• O que fazer
1. Liste cada valor numérico distinto citado no trecho sobre a perícia, com a unidade ou palavra que o acompanha, e mencione uma única vez os que se repetem.
2. Prossiga o texto sobre a perícia que inocentou Antônio a partir da última frase apresentada.

José Fernando então solicitou ao defensor público responsável pela defesa de Antônio o resultado do exame do corpo de delito no momento de sua prisão. No laudo, estava a altura do homem: 1,58m, 27 centímetros a menos do que a estatura do verdadeiro maníaco.
“É o documento oficial. No software, eu obtive 1,85m para o verdadeiro maníaco da moto. Então, no laudo eu concluí que o suspeito que vimos no vídeo com a moto não se tratava de Antônio Claudio Barbosa. Não é a mesma pessoa porque ele não tem 1,85m, tem 1,58m. Então, quem está no vídeo, não se trata de Antônio Claudio”, concluiu o perito.
O laudo de uma perícia costuma ser concluído em até 30 dias após o início dos trabalhos. No entanto, segundo José Fernando, a perícia que inocentou Antônio foi concluída em cinco dias e com 98% de nível de certeza.
“Para você chegar à conclusão de uma perícia, você tem que rever aquela conclusão 15 vezes para ter realmente um nível de garantia o mais alto possível. Essa perícia é determinante. É a mãe das provas. Ela é ou não é”, afirma.

• Linhas listadas

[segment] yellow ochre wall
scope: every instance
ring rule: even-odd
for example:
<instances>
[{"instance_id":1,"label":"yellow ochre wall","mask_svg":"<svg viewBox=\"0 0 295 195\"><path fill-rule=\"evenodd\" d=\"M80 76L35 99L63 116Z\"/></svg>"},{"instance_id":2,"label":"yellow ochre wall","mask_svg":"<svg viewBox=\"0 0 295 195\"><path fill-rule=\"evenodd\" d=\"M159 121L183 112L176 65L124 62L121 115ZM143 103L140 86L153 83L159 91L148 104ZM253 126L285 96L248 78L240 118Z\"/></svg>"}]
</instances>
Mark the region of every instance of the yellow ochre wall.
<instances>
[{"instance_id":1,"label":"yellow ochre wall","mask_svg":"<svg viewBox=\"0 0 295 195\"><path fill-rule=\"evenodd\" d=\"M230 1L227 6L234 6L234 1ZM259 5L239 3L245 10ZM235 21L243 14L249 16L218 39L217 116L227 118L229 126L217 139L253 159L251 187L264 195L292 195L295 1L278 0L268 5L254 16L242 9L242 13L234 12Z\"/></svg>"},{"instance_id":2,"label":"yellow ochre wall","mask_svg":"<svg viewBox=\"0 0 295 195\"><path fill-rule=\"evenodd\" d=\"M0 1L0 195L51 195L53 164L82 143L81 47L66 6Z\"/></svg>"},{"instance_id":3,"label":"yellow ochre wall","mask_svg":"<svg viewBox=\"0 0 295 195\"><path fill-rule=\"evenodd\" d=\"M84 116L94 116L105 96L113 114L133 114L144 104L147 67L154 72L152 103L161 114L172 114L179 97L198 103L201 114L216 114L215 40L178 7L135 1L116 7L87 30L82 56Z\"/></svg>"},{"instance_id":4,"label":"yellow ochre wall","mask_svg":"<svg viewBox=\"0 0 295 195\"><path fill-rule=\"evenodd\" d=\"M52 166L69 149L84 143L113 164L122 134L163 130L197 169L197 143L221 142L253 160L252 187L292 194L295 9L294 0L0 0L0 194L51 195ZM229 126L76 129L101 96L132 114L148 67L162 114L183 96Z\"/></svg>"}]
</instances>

• Respostas das tarefas
1.
1,58m
27 centímetros
1,85m
30 dias
cinco dias
98%
15 vezes

2.
Inocente livre
Antônio Cláudio foi acusado pelos crimes hediondos que não cometeu e permaneceu preso por engano durante quatro anos e 11 meses. Ele foi encarcerado em agosto de 2014 e voltou à liberdade somente em julho de 2019, quando a Justiça o inocentou em novo julgamento. Antônio Cláudio era dono de uma borracharia no Bairro Mondubim, em Fortaleza, e não tinha passagens pela polícia.
No dia em que ganhou liberdade, Cláudio foi recebido sob os abraços e lágrimas de alívio dos familiares que o aguardavam do lado de fora do Centro de Execução Penal e Integração Social Vasco Damasceno Weyne (Cepis), conhecido como CPPL V, em Itaitinga, Região Metropolitana de Fortaleza
“Muita coisa que a gente passou junto, minha família, meus irmãos, eu não tenho nem palavras, eu não estou nem acreditando. Pra ser sincero, muita fé eu tive. É muito difícil porque eu não consigo imaginar como pessoas que se consideram seres humanos colocam uma pessoa inocente dentro de um lugar desse aqui onde passei todo tipo de coisa horrível", afirmou Antônio Cláudio, logo ao sair do presídio.
Relembre o crime
O caso ficou conhecido como o “maníaco da moto”. Um criminoso que utilizava uma motocicleta de cor vermelha para abordar as vítimas, ameaçando as mulheres com uma faca e cometendo os estupros nas ruas de Fortaleza.
Uma vítima de 11 anos fez o primeiro reconhecimento de Antônio Cláudio como o agressor e ele acabou preso injustamente.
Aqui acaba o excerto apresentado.